Entries provided
==*==

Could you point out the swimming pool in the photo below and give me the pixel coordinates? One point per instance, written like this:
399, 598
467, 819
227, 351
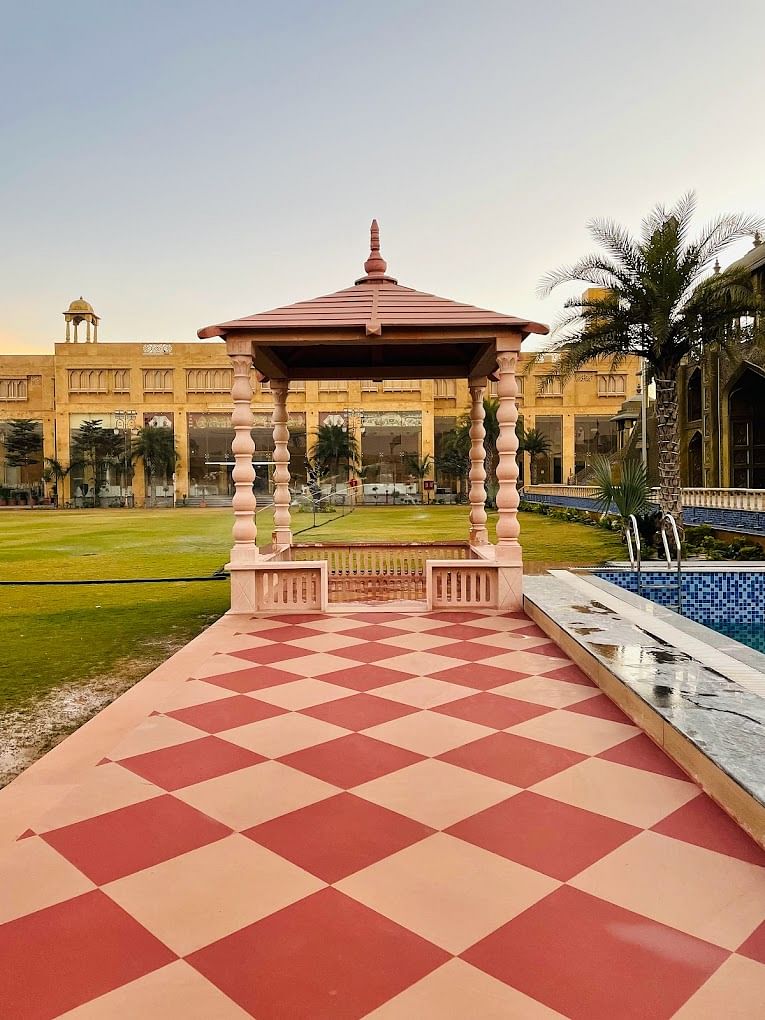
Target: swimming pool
729, 601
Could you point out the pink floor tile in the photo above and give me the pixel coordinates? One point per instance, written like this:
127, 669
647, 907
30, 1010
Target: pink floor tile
601, 707
592, 960
493, 710
339, 835
556, 838
571, 674
195, 761
512, 759
225, 714
642, 753
482, 678
365, 676
359, 711
351, 760
754, 948
119, 843
703, 823
325, 957
60, 957
257, 678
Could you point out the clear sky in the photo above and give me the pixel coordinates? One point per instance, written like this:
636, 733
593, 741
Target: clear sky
185, 163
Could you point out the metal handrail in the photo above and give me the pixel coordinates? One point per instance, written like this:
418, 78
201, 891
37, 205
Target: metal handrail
633, 548
669, 524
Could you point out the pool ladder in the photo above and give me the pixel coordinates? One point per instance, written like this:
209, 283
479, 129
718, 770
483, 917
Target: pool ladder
668, 528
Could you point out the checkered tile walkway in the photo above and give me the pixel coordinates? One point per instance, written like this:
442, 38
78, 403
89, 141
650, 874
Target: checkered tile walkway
388, 815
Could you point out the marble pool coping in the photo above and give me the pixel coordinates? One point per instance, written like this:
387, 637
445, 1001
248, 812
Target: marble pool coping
699, 695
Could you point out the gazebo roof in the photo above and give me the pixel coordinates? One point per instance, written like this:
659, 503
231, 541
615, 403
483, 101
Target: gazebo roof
386, 323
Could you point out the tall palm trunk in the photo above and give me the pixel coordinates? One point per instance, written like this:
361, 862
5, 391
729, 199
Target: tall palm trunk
670, 499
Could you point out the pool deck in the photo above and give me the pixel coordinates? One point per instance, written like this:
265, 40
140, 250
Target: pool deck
383, 814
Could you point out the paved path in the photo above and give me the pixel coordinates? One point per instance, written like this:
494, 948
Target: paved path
389, 815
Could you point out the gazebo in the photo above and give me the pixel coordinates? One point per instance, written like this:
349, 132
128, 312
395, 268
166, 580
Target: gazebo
374, 329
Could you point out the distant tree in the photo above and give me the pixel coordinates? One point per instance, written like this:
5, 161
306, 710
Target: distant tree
56, 471
155, 448
334, 447
659, 296
23, 443
536, 444
94, 448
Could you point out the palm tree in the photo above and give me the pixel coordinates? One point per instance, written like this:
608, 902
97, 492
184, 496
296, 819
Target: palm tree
333, 446
419, 468
155, 446
56, 471
653, 296
536, 444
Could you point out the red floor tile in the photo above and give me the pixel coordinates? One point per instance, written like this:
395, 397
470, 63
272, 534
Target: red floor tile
493, 710
371, 652
257, 678
468, 651
326, 957
351, 760
641, 752
267, 654
120, 843
703, 823
754, 948
601, 707
571, 674
195, 761
556, 838
359, 711
592, 960
481, 677
340, 835
58, 958
365, 676
226, 713
512, 759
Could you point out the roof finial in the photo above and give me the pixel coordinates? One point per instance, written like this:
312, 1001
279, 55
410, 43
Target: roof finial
375, 265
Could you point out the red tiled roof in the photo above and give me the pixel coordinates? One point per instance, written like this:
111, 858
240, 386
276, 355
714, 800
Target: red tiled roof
374, 302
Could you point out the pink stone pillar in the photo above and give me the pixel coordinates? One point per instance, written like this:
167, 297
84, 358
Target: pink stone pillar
508, 549
478, 533
282, 518
245, 550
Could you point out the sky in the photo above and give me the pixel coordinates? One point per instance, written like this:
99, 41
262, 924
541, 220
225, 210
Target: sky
186, 163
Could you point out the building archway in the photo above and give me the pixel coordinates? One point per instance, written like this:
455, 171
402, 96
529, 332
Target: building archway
696, 461
746, 400
694, 396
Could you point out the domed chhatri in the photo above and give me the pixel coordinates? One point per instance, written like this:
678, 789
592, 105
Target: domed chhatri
81, 311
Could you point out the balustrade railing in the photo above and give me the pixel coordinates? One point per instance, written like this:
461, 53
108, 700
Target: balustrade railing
723, 499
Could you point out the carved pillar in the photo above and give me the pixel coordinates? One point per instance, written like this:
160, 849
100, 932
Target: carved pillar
478, 533
245, 550
508, 528
282, 521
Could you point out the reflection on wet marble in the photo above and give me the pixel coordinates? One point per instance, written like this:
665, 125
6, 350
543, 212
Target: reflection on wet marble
724, 719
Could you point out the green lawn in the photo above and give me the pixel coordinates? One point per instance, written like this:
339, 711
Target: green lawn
55, 635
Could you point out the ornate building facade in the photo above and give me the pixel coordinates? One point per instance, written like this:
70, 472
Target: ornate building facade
186, 387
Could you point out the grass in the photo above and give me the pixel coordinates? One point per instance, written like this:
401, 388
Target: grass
58, 635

==*==

Where an entry includes an image, leave that image out; otherwise, reproduce everything exactly.

Could you point out the swimming pool in the photo below and give me the pixel coordinates? One point per instance, written like this:
399, 598
467, 819
227, 351
Target: swimming pool
729, 601
Could you point out the pink floor tile in the photo above and give me the pixel coordinates? One point per instance, written like this:
127, 669
647, 907
30, 1010
Target: pink floor tile
601, 707
592, 960
493, 710
339, 835
556, 838
571, 674
195, 761
512, 759
225, 714
642, 753
482, 678
365, 676
359, 711
351, 760
754, 948
119, 843
703, 823
325, 957
60, 957
257, 678
Could you point out the clear sky in the photo above and give me the pixel coordinates? One point per instance, written like this:
636, 733
593, 741
Target: clear sky
185, 163
Could you point out the metal handrail in the photo above and give me the pixel coordinates? One point per instance, written like this:
418, 78
201, 891
37, 205
Target: metal handrail
633, 548
669, 524
Could you point out the pool ladder in the photo above and give me the pixel coordinates? One point per instance, written like this:
209, 283
479, 129
718, 770
483, 917
Target: pool ladder
668, 528
Could you point out the checkered tile walkway in the photo above and give me the pixel coordinates? One point per instance, written like this:
442, 38
78, 403
89, 141
650, 874
Target: checkered tile walkway
388, 815
Could you point out the marble pool coping in the photo above and give me the pixel coordinates? One point per instance, written like this:
387, 637
445, 1001
248, 812
Target: marble pool coping
699, 695
Could you point out the gazebo roof in the photo above and give me the pixel coordinates? One point per instance, written like this:
659, 503
231, 541
615, 403
483, 101
Target: gazebo roof
386, 323
Could you point out the tall palm trunk in the photo above and give me the pixel coordinates? One point per instance, written like this:
361, 862
5, 391
729, 199
Target: tall palm trunk
670, 499
Could you point out the pool deck in the photo above and give me the pixel coordinates? One point per instance, written like this:
265, 40
140, 250
Target: pool deck
383, 814
Could you point out the paved path in the photo above and give me the pixel coordinates? One point per instance, written like this:
494, 948
Target: paved path
389, 815
Could you point out the gazebo in the photo above and give me the pixel coordinates? One point per instance, written like this:
349, 132
128, 312
395, 268
166, 580
Target: gazebo
374, 329
Could you point out the distant tree in the photo above and give me the pixel coordinates? One point per instance, written like this:
5, 161
306, 710
Target: distant tree
56, 471
155, 448
334, 447
659, 296
23, 443
536, 444
94, 448
Could you point out the palm tree in the photo above and give me the pixel coordinates? One point per instance, written like this:
608, 902
97, 492
184, 496
296, 819
Target: palm tree
333, 446
419, 468
155, 446
56, 471
653, 296
536, 444
Could you point out the red floor tile in the photo above and give me the pixel coordinates? One point per instance, written like this:
395, 397
470, 63
272, 534
Target: red floor tile
493, 710
371, 652
257, 678
468, 651
326, 957
351, 760
641, 752
267, 654
120, 843
703, 823
754, 948
601, 707
571, 674
195, 761
556, 838
359, 711
592, 960
481, 677
340, 835
58, 958
365, 676
226, 713
512, 759
Could you point out the roof finial in the photo above and give me the pixel coordinates? One point per instance, written like this:
312, 1001
279, 55
410, 43
Target: roof finial
375, 265
Could you point out the red tiled roof in the photo above and give me the pixel coordinates? One point per instance, written like this:
111, 858
240, 386
276, 355
714, 800
Target: red tiled roof
374, 302
Could you point out the pink stone pillar in the photo above and give me the pixel coordinates? One point per instance, written like this:
167, 297
84, 358
Target: pink stone pillar
508, 549
478, 533
282, 518
245, 550
Could you point out the sky in the photo above and give me the pixel coordinates? One point per instance, written like this:
99, 41
262, 924
541, 220
225, 210
Target: sky
186, 163
Could you point out the building archway in the photo above and give me the pixel coordinates? One point per instance, written like this:
455, 171
402, 96
529, 332
Target: building archway
696, 461
746, 400
694, 396
Could you point out the domed chhatri in the photo above and give me the pixel coordinates? One point per instance, written like this:
678, 789
592, 105
Target: domed chhatri
81, 311
Could you point out the balustrade railing in the photo above and give me the pixel coordinates? One point per instance, written like this:
461, 53
108, 700
Target: balustrade railing
723, 499
Could you point out the carved pillar in the photo above and give me the pixel coordinates? One point per instance, written like this:
160, 849
100, 932
Target: carved pillar
478, 533
245, 550
508, 528
282, 521
Could you point out the reflection on wet marble in the photo above and give me the pixel coordinates? One point per instance, written like this:
665, 125
6, 350
543, 212
Target: reflection on wet marble
724, 719
Could you point out the green lawn in the photo above and give me the pixel coordinates? One point per instance, written like this:
339, 711
Target: green lawn
55, 635
Could you point out the ornate building facade in the photo above and give me the pixel coordinates? One point per instance, written like this:
70, 472
Target: ornate building facade
186, 387
Could you point out the grass in the photo above and give me the pixel coordinates? One point per instance, written like this:
401, 388
Target: grass
58, 635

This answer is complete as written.